Since the BGH ruling that a Ukrainian birth registration does not constitute a recognisable decision, practice in Ukrainian surrogacy cases has changed. In order to obtain a recognisable filiation decision in favour of the intended parents, a (declaratory) court decision is sought in Ukraine after the child’s birth. Such a court decision can be recognised in Germany under procedural law. Dogmatically, it is convincing to recognise such an allocation of parents with ex tunc effect if this is the content of the court decision. The problem of protection of the child’s right to know its own origins in cross-border surrogacy cases – which would be better protected by an ex nunc effect – remains unresolved. A corresponding register should be introduced.

 

J. Kondring: The European Service Regulation and the service of documents on a domestic representative

In a recent preliminary ruling by the ECJ, the ECJ had to rule on the question of whether, within the geographical scope of application of the European Service Regulation, an action for damages under antitrust law can be served on the domestic subsidiary of a foreign cartelist under the “unity of undertakings” doctrine which was developed in the field of antitrust law. According to the ECJ, such a possibility does not arise from the European Service Regulation itself. However, the European Service Regulation is not applicable to the service of a document in the forum Member State on a representative authorised by the person to be served. Such an authorisation for service can also be based on statutory law including the lex fori of the forum state. To such extent, the forum state can permit, under certain conditions, in its autonomous law even domestic service to the domestic subsidiary of a foreign parent, as is the case in the law of some US states for so-called “involuntary agents”. If service is made on an inadequately authorised person in the forum state, it is not possible to remedy the service error. However, this only applies to documents instituting proceedings as the European Service Regulation does not claim exclusivity for the service of documents that do not institute proceedings. This can be concluded from the materials on the 2020 version of the European Service Regulation as well as from its Article 22 which is silent on documents that do not institute proceedings.

 

L. Liu: Service of judicial documents in the People’s Republic of China

The service of court documents from German proceedings in China is often challenging in practice due to the differences in the legal and judicial systems, legal bases and procedures between the two countries. Numerous judgments have already addressed this issue, including public service in Germany. This article will first outline the legal basis for the service of foreign judicial documents in China, as well as the process, methods and means of service, and then analyse whether the public service in the case of the judgment by the Krefeld Regional Court on October 6, 2022 – 7 O 156/20, was defective.

• To do
1: Answer these from the article summaries:
(a) According to the first summary, what kind of court decision is sought in Ukraine after the child's birth?
(b) Which article of the European Service Regulation is silent on documents that do not institute proceedings?
(c) Which court's judgment does the summary on service in China analyze?
2: Decide whether each statement agrees with the article summaries:
(a) The BGH ruled that a Ukrainian birth registration is a recognisable decision.
(b) The ECJ found that the European Service Regulation itself allows service on the domestic subsidiary of a foreign cartelist.
(c) When service is made on an inadequately authorised person in the forum state, the error cannot be remedied.
3: Carry on the article summaries past their last sentence, in the same style.

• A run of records

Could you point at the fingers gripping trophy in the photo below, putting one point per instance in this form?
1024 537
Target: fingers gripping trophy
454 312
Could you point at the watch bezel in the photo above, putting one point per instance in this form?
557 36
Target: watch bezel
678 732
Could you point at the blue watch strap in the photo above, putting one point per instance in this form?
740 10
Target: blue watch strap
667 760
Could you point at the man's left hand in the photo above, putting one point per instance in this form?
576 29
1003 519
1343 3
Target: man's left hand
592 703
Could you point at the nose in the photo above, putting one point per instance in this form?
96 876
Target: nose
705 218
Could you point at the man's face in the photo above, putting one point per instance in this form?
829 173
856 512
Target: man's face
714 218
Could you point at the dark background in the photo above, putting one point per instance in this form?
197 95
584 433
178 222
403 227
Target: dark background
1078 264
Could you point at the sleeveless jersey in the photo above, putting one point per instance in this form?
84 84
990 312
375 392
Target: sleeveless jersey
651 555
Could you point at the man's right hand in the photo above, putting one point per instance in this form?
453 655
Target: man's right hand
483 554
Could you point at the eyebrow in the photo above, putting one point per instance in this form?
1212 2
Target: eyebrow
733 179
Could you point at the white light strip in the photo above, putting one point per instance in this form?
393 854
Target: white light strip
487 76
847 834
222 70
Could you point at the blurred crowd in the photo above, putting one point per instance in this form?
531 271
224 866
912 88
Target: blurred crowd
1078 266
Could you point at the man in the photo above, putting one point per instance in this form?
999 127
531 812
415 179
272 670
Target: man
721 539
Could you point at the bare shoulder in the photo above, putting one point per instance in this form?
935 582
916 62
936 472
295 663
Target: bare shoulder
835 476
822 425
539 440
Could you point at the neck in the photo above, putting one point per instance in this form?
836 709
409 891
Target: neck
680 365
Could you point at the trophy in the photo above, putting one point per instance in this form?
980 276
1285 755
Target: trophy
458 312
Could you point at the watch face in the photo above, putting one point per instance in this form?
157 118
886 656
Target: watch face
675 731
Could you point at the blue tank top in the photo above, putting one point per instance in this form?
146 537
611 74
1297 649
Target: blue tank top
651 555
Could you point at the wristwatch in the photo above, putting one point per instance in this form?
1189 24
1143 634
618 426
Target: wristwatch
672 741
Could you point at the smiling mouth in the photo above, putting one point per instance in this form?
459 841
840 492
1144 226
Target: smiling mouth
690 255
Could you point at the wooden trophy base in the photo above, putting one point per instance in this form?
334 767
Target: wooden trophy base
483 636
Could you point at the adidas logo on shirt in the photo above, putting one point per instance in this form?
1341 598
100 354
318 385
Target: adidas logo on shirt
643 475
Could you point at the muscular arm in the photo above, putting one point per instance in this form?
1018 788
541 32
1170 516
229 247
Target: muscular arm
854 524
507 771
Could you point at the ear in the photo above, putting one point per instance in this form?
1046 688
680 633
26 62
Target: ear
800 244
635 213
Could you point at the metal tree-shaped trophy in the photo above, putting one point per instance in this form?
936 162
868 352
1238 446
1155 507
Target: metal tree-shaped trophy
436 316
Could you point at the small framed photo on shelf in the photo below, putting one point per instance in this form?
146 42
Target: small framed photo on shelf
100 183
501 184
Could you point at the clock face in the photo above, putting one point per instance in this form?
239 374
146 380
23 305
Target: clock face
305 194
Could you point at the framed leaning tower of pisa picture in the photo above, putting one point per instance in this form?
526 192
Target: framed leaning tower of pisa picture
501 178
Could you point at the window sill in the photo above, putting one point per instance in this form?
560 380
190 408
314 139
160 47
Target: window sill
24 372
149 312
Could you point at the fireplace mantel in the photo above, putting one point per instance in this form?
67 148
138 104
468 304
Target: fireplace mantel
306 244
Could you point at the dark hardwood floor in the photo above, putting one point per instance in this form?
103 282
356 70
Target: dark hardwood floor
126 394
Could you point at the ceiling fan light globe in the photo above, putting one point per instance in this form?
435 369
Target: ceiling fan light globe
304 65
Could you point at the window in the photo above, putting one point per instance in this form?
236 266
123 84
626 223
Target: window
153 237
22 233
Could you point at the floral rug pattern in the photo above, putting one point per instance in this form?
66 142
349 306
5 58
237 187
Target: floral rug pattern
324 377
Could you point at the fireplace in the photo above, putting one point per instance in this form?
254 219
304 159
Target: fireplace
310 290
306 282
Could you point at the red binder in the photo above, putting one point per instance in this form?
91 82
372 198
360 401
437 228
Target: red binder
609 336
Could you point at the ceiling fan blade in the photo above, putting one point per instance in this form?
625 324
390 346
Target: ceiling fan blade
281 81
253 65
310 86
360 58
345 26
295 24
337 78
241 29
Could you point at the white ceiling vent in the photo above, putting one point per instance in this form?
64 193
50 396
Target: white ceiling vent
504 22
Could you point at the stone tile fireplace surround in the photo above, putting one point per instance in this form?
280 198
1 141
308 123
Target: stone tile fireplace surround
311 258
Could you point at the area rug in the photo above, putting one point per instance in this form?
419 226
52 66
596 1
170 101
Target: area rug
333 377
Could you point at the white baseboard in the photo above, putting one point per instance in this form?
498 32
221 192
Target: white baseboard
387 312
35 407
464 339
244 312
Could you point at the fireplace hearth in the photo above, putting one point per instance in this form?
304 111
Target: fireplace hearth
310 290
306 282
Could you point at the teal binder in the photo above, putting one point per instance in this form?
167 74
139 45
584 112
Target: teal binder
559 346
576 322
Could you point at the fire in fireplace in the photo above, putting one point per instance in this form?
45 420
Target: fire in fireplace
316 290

• Task-by-task results
1:
(a) A (declaratory) court decision.
(b) Article 22.
(c) The Krefeld Regional Court's judgment of October 6, 2022 (7 O 156/20).

2:
(a) No: "a Ukrainian birth registration does not constitute a recognisable decision"
(b) No: "such a possibility does not arise from the European Service Regulation itself"
(c) Yes: "If service is made on an inadequately authorised person in the forum state, it is not possible to remedy the service error."

3:
 

F. Maultzsch: Der Einfluss US-amerikanischer Iran-Sanktionsprogramme auf Verträge mit deutschem Vertragsstatut

The Higher Regional Court of Frankfurt a.M. (OLG Frankfurt a.M.) had to deal with the extraterritorial effect of so-called US secondary sanctions on contracts to which German law is applicable. Especially, it had to decide to what extent the foreign sanctions might influence the application of the German provisions on breach of contract on a substantive level if the foreign rules cannot be applied as overriding mandatory provisions under Art. 9(3) Rome I Regulation. In doing so, the court also had to deal with the relevance and coverage of the EU Blocking Regulation. The following article analyses the findings of the court and argues in favour of a rather narrow role for foreign extraterritorial rules in contractual relations.

 

M. Fornasier: Aligning the European Certificate of Succession with the Member States’ national rules on land registration

Article 69(5) of the European Succession Regulation (ESR) provides that the European Certificate of Succession constitutes a valid document for the recording of succession property in the registers of foreign Member States. The same provision, however, contains a reference to point l of Article 1(2) ESR, which clarifies that the Regulation does not affect the Member States’ domestic rules on the recording of rights in registers. In order not to undermine the effectiveness of the Certificate, the Member States’ national rules on registers and the European provisions on the issuance of the Certificate need to be aligned with each other. In the recent Registr? centras case, which came before the Court of Justice of the European Union (CJEU) more than five years after its ruling in Kubicka, the Court was faced for the second time with the task of striking a balance between the effectiveness of the Certificate and the Member States’ regulatory autonomy in matters of land registration. While, in Kubicka, the CJEU had advocated a rather narrow interpretation of point l of Article 1(2) ESR, placing a strong emphasis on the effet utile of the Certificate, the Court took a different – and more formalistic – approach in Registr? centras, thus putting the effectiveness of the Certificate at risk. The following case note analyses the Court’s judgment, shedding light on the legal context of the case, and assesses its implications for the national authorities responsible for issuing the European Certificate of Succession. .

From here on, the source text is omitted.